• _Task to carry out_: Set all the entries down again, unaltered.
::: Dataset excerpts
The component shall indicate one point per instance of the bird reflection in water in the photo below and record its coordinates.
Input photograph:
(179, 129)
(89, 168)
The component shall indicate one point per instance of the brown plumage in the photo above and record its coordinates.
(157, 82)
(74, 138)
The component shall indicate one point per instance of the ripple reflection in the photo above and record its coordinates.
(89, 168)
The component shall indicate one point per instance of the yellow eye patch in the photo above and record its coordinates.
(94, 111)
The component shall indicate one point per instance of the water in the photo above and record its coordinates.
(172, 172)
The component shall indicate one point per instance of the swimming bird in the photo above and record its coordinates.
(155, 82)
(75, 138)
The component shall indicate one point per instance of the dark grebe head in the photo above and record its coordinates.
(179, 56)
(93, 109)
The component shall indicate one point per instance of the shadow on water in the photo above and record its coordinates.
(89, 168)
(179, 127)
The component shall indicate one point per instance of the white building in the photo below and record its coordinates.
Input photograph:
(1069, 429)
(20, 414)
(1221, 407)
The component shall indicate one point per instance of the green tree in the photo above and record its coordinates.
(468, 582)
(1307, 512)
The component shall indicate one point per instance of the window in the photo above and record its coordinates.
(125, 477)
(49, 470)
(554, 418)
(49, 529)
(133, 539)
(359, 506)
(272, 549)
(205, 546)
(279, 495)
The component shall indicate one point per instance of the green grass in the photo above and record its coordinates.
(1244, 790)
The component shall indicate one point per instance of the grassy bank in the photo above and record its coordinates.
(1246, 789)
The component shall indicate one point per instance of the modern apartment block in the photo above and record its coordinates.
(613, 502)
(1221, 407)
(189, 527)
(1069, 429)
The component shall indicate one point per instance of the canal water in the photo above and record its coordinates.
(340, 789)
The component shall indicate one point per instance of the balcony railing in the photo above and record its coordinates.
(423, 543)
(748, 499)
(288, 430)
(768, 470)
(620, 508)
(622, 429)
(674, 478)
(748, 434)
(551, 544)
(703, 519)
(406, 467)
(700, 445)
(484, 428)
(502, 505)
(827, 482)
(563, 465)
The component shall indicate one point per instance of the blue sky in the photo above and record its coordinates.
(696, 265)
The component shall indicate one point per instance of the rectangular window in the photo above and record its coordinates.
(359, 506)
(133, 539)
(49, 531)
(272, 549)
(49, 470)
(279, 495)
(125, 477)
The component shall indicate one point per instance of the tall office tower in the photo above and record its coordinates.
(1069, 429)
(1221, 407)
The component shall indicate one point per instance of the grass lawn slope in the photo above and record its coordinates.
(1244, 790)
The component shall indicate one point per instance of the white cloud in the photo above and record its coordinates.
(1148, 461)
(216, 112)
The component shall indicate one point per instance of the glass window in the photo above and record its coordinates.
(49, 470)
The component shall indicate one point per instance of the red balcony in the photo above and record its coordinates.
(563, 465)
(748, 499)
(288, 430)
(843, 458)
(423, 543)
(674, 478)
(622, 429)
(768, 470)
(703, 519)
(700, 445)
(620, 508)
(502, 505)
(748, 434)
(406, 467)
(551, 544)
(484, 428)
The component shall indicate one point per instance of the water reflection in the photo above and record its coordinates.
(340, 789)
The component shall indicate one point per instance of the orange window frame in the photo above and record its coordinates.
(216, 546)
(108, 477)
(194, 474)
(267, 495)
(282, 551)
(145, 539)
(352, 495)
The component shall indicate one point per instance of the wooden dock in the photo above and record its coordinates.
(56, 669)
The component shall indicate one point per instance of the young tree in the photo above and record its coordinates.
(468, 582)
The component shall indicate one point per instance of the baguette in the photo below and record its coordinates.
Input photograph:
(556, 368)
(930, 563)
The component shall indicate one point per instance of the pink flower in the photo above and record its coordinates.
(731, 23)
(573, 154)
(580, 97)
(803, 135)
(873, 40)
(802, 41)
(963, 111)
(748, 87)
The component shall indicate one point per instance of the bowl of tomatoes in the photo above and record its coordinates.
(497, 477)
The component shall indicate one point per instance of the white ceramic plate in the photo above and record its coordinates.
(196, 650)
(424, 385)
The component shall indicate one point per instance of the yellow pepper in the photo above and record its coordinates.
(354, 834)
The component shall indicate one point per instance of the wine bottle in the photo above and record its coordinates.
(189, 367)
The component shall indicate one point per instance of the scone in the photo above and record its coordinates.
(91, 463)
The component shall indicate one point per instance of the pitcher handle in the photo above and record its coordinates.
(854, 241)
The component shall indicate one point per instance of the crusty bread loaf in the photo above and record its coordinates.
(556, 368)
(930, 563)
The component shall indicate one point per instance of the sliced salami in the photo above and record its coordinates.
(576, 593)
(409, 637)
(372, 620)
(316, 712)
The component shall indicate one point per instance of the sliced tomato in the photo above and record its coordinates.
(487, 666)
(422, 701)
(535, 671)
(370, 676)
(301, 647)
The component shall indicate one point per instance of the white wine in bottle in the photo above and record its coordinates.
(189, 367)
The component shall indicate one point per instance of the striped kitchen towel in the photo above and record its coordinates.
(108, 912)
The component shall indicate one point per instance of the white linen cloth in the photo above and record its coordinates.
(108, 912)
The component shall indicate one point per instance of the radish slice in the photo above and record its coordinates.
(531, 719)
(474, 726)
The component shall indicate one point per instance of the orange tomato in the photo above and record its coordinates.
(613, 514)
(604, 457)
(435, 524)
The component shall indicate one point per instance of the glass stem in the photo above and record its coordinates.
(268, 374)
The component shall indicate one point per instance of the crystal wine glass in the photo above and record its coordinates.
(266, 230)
::::::
• _The answer_:
The component shall indicate one point per instance of the bird reflection in water in the photo below and record its coordinates.
Input photograph:
(179, 129)
(89, 168)
The component shall indicate one point per instance of the brown plumage in the photo above and record its coordinates.
(157, 82)
(74, 138)
The component shall indicate one point per instance of the ripple reflection in the photo above and record its coordinates.
(89, 168)
The component shall indicate one point per instance of the yellow eye patch in the photo above and record its coordinates.
(94, 111)
The component shall indicate one point per instance of the water in the photo above and record its coordinates.
(172, 172)
The component shall indicate one point per instance of the swimming bird in the photo above and record its coordinates.
(155, 82)
(75, 138)
The component shall indicate one point per instance of the dark grebe head in the photo above and record its coordinates.
(179, 56)
(93, 109)
The component shall indicate one point per instance of the shadow on water in the photo above and record its coordinates.
(89, 168)
(179, 127)
The component shall indicate one point per instance of the white building in the photo below and record its coordinates.
Input photograph:
(1069, 429)
(20, 414)
(1221, 407)
The component shall indicate one point per instance of the green tree in the photo above and record its coordinates.
(468, 582)
(1307, 512)
The component shall indicate one point per instance of the window in the photo above and record its coordinates.
(125, 477)
(49, 470)
(554, 418)
(49, 529)
(133, 539)
(359, 506)
(272, 549)
(205, 546)
(279, 495)
The component shall indicate one point per instance of the green grass in the photo above and record its coordinates.
(1244, 790)
The component shall indicate one point per instance of the grassy bank in the photo above and record its coordinates.
(1246, 789)
The component shall indicate one point per instance of the modern apartment block in the photo above and record its coordinates.
(613, 502)
(1221, 407)
(189, 527)
(1069, 429)
The component shall indicate one point per instance of the canal water in the photo above and record its coordinates.
(340, 789)
The component shall indicate one point per instance of the balcony railing in the photo above and record its coordinates.
(423, 543)
(748, 499)
(288, 430)
(768, 470)
(620, 508)
(622, 429)
(674, 478)
(748, 434)
(551, 544)
(703, 519)
(406, 467)
(700, 445)
(484, 428)
(502, 505)
(827, 482)
(563, 465)
The component shall indicate one point per instance of the blue sky in the photo above and record its coordinates.
(696, 265)
The component shall indicate one point per instance of the rectangular window in the photo above and record its coordinates.
(359, 506)
(133, 539)
(49, 531)
(272, 549)
(49, 470)
(279, 495)
(125, 477)
The component shall indicate one point per instance of the tall office tower in the photo above and record its coordinates.
(1069, 429)
(1221, 407)
The component shall indicate one point per instance of the grass lawn slope in the photo above and record its coordinates.
(1244, 790)
The component shall indicate one point per instance of the white cloud in the photo above and record its coordinates.
(1148, 461)
(216, 112)
The component shall indicate one point per instance of the glass window in the photo above and record its coordinates.
(49, 470)
The component shall indicate one point per instance of the red balcony in the photo above and record its coordinates.
(563, 465)
(748, 499)
(288, 430)
(843, 458)
(423, 543)
(674, 478)
(622, 429)
(768, 470)
(703, 519)
(700, 445)
(620, 508)
(502, 505)
(748, 434)
(406, 467)
(551, 544)
(484, 428)
The component shall indicate one point per instance of the water reflection in the photo above and record its coordinates.
(340, 789)
The component shall indicate one point per instance of the orange window frame in the photo above and record its coordinates.
(216, 546)
(108, 477)
(194, 474)
(267, 495)
(282, 551)
(145, 539)
(352, 495)
The component shall indicate one point per instance of the wooden dock in the photo above and record its coordinates.
(56, 669)
The component shall indicate one point per instance of the young tree in the photo above and record its coordinates.
(468, 582)
The component shall indicate one point per instance of the baguette in the photo below and record its coordinates.
Input photograph:
(556, 368)
(930, 563)
The component shall indicate one point per instance of the pink flower in the photo above and record its coordinates.
(731, 23)
(573, 154)
(580, 97)
(803, 135)
(873, 40)
(802, 41)
(963, 111)
(748, 87)
The component shall indicate one point per instance of the bowl of tomatoes in the photo above and record its coordinates.
(497, 477)
The component shall indicate one point per instance of the white ceramic plate in the photo above and record its coordinates.
(196, 650)
(424, 385)
The component shall indicate one point per instance of the yellow pepper in the photo above and record its coordinates.
(354, 834)
The component shall indicate one point per instance of the wine bottle in the photo above and record its coordinates.
(189, 367)
The component shall indicate one point per instance of the scone in the photo above and record its coordinates.
(91, 463)
The component shall indicate one point per instance of the pitcher handle in the photo above and record its coordinates.
(854, 241)
The component shall indicate one point per instance of the crusty bread loaf in the photo above and record its coordinates.
(556, 368)
(930, 563)
The component shall indicate one point per instance of the sliced salami in the photo above and record its coordinates.
(576, 593)
(409, 637)
(372, 620)
(316, 712)
The component shall indicate one point per instance of the sliced tomato in the photo above and record its coordinates.
(487, 666)
(422, 701)
(535, 671)
(370, 676)
(301, 647)
The component shall indicate one point per instance of the white wine in bottle in the photo above and record its coordinates.
(189, 367)
The component shall indicate one point per instance of the striped kitchen towel in the photo above and record its coordinates.
(108, 912)
The component shall indicate one point per instance of the white linen cloth in the photo above and record its coordinates.
(108, 912)
The component shall indicate one point per instance of the radish slice in the photo above and record its coordinates.
(531, 719)
(474, 726)
The component shall indicate one point per instance of the orange tomato in the photo above and record its coordinates.
(613, 514)
(604, 457)
(435, 524)
The component shall indicate one point per instance of the glass stem in the photo above and record its coordinates.
(268, 374)
The component shall indicate one point per instance of the crystal wine glass in the photo above and record its coordinates.
(266, 230)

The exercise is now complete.